**WHAT THE TASK REQUIRES:**
Please reproduce, exactly and with nothing added, the lines of the material below that run from the one containing "Query: dry grass" to the end.
━━━━━━━━━━
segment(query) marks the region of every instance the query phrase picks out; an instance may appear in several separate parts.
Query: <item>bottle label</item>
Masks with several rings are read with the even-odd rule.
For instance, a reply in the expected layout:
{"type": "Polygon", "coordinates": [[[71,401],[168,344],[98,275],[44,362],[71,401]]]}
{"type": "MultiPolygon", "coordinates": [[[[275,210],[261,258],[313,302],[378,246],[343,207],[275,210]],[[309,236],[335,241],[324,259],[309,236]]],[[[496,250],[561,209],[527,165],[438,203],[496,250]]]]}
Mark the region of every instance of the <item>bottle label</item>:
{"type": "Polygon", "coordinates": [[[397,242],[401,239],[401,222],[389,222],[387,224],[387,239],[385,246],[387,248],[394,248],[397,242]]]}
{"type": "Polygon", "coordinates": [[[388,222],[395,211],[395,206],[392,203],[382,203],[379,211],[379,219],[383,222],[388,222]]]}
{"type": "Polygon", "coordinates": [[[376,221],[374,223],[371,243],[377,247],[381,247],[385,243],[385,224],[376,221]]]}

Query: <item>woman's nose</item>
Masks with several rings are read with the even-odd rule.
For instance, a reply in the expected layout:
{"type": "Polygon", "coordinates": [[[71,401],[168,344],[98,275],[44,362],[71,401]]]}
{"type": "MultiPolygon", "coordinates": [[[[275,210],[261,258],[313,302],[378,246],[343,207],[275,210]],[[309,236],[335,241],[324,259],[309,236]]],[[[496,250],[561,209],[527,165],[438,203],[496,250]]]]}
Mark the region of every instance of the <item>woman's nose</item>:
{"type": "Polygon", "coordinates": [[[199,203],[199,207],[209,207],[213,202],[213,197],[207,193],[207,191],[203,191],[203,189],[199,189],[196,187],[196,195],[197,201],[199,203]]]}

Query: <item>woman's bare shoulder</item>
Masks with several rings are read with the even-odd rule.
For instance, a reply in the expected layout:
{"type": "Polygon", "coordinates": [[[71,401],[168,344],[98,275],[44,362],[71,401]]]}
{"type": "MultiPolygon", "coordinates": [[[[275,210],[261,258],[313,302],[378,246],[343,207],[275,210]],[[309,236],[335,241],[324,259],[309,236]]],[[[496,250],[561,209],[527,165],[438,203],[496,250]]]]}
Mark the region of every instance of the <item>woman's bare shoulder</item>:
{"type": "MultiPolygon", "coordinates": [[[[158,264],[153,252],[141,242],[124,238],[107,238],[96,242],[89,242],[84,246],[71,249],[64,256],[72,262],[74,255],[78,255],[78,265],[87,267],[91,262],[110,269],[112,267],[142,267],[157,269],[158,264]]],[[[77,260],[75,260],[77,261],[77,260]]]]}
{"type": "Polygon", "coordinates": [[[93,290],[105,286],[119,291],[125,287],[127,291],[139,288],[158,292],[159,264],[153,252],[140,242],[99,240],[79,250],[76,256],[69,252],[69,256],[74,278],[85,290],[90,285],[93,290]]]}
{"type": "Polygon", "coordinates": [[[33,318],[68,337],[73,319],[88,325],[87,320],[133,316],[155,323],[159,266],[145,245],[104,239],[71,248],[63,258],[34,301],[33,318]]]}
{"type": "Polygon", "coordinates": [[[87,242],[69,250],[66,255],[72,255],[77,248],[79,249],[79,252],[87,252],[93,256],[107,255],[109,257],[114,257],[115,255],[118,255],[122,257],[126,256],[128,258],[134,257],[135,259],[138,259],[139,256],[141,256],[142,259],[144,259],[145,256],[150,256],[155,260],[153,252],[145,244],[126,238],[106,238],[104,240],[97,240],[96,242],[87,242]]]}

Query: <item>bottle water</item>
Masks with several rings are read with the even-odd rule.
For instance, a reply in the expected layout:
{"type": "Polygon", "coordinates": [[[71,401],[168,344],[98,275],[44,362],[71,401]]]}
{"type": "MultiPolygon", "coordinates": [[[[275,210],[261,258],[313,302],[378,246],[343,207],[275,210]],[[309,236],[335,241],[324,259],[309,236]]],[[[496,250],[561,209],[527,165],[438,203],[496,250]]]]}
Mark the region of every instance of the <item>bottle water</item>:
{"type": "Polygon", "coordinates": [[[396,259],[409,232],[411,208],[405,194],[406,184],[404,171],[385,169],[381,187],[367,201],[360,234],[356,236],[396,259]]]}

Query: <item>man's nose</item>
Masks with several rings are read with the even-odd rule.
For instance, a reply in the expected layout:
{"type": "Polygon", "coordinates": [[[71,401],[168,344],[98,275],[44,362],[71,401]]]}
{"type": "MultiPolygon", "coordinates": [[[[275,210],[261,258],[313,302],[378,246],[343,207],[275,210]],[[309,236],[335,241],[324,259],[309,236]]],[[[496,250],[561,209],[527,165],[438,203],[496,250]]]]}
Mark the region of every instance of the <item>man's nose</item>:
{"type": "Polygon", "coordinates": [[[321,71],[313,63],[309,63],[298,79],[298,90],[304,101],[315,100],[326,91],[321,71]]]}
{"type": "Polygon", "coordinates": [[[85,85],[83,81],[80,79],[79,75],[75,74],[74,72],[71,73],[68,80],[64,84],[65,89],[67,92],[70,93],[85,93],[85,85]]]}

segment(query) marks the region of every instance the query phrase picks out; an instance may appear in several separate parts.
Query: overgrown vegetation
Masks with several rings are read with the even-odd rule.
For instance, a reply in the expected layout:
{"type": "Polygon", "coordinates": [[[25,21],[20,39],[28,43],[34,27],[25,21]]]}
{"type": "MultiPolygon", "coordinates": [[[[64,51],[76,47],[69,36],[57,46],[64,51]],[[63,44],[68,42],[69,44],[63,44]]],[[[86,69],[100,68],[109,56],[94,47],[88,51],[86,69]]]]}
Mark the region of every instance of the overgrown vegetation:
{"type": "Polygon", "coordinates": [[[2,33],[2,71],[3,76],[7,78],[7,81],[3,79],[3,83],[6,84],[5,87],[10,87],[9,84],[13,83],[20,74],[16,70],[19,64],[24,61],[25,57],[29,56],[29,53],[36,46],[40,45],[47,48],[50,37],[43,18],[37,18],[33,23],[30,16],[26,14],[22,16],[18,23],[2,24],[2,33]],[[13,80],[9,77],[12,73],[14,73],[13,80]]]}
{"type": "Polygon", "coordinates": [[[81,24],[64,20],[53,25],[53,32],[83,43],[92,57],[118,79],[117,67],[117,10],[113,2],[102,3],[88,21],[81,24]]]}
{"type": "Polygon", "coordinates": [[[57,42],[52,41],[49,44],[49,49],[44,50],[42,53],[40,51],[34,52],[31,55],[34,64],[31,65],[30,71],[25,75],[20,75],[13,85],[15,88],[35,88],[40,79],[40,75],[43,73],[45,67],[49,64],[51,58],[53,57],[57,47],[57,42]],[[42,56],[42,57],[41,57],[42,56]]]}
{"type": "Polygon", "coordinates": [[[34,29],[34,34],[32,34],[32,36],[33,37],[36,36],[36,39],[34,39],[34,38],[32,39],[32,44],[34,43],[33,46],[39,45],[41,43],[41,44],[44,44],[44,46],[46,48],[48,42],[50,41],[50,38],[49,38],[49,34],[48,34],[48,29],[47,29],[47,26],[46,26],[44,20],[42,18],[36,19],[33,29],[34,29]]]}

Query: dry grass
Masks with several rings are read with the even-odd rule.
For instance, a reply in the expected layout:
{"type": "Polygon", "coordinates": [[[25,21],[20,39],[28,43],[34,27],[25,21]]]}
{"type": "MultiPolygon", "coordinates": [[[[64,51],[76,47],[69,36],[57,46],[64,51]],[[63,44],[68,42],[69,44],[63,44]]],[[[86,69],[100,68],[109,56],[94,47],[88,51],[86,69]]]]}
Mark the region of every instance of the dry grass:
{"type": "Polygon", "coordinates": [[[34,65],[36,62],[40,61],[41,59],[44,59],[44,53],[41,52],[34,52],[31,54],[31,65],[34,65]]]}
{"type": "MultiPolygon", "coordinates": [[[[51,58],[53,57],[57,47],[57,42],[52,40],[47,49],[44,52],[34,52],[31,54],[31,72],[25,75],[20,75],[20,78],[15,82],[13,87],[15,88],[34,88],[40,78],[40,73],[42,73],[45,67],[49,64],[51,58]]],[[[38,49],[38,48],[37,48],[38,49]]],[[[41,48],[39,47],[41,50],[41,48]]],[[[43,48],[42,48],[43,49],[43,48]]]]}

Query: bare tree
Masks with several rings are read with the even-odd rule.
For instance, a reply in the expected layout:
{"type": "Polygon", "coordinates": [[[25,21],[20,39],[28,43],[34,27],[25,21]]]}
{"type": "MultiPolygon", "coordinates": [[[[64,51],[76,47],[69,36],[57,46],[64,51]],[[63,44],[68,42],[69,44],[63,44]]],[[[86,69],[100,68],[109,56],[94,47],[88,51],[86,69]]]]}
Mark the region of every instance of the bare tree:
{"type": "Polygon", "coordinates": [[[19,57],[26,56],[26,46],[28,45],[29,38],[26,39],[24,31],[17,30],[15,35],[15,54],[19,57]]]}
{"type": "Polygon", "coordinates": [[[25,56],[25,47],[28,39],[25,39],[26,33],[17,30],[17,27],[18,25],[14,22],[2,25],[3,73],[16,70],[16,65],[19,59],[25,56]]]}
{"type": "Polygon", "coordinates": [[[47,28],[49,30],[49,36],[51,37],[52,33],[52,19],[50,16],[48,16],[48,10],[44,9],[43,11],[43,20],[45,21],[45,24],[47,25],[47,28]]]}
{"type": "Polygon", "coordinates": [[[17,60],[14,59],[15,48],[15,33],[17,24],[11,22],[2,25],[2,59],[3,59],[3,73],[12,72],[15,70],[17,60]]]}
━━━━━━━━━━
**EXERCISE RESULT:**
Query: dry grass
Masks with several rings are read with the even-odd rule.
For instance, a reply in the expected layout:
{"type": "Polygon", "coordinates": [[[25,21],[20,39],[28,43],[34,27],[25,21]]]}
{"type": "MultiPolygon", "coordinates": [[[[64,51],[76,47],[69,36],[57,46],[64,51]],[[63,44],[68,42],[69,44],[63,44]]],[[[86,69],[100,68],[109,56],[94,47],[88,51],[86,69]]]]}
Mark the region of every instance of the dry grass:
{"type": "Polygon", "coordinates": [[[34,65],[36,62],[40,61],[41,59],[44,59],[44,53],[41,52],[34,52],[31,54],[31,65],[34,65]]]}
{"type": "MultiPolygon", "coordinates": [[[[51,58],[53,57],[57,47],[57,42],[52,40],[47,49],[44,52],[34,52],[31,54],[31,72],[25,75],[20,75],[20,78],[15,82],[13,87],[15,88],[34,88],[40,78],[40,73],[42,73],[45,67],[49,64],[51,58]]],[[[38,49],[38,48],[37,48],[38,49]]],[[[41,48],[39,47],[41,50],[41,48]]],[[[43,48],[42,48],[43,49],[43,48]]]]}

Query: bare tree
Masks with several rings are read with the even-odd rule.
For instance, a reply in the expected layout:
{"type": "Polygon", "coordinates": [[[25,21],[20,39],[28,43],[34,27],[25,21]]]}
{"type": "MultiPolygon", "coordinates": [[[[64,51],[76,47],[69,36],[57,46],[64,51]],[[63,44],[68,42],[69,44],[63,44]]],[[[86,69],[100,68],[109,56],[94,47],[88,51],[86,69]]]]}
Mark the region of every instance of the bare tree:
{"type": "Polygon", "coordinates": [[[19,57],[26,56],[26,46],[28,45],[29,38],[26,39],[24,31],[17,30],[15,35],[15,54],[19,57]]]}
{"type": "Polygon", "coordinates": [[[25,56],[25,47],[28,39],[25,39],[26,33],[17,30],[17,27],[18,25],[14,22],[2,25],[3,73],[16,70],[16,65],[19,59],[25,56]]]}
{"type": "Polygon", "coordinates": [[[47,28],[49,30],[49,36],[51,37],[52,33],[52,19],[50,16],[48,16],[48,10],[44,9],[43,11],[43,20],[45,21],[45,24],[47,25],[47,28]]]}
{"type": "Polygon", "coordinates": [[[17,60],[14,59],[15,48],[15,33],[17,24],[11,22],[2,25],[2,59],[3,59],[3,73],[12,72],[15,70],[17,60]]]}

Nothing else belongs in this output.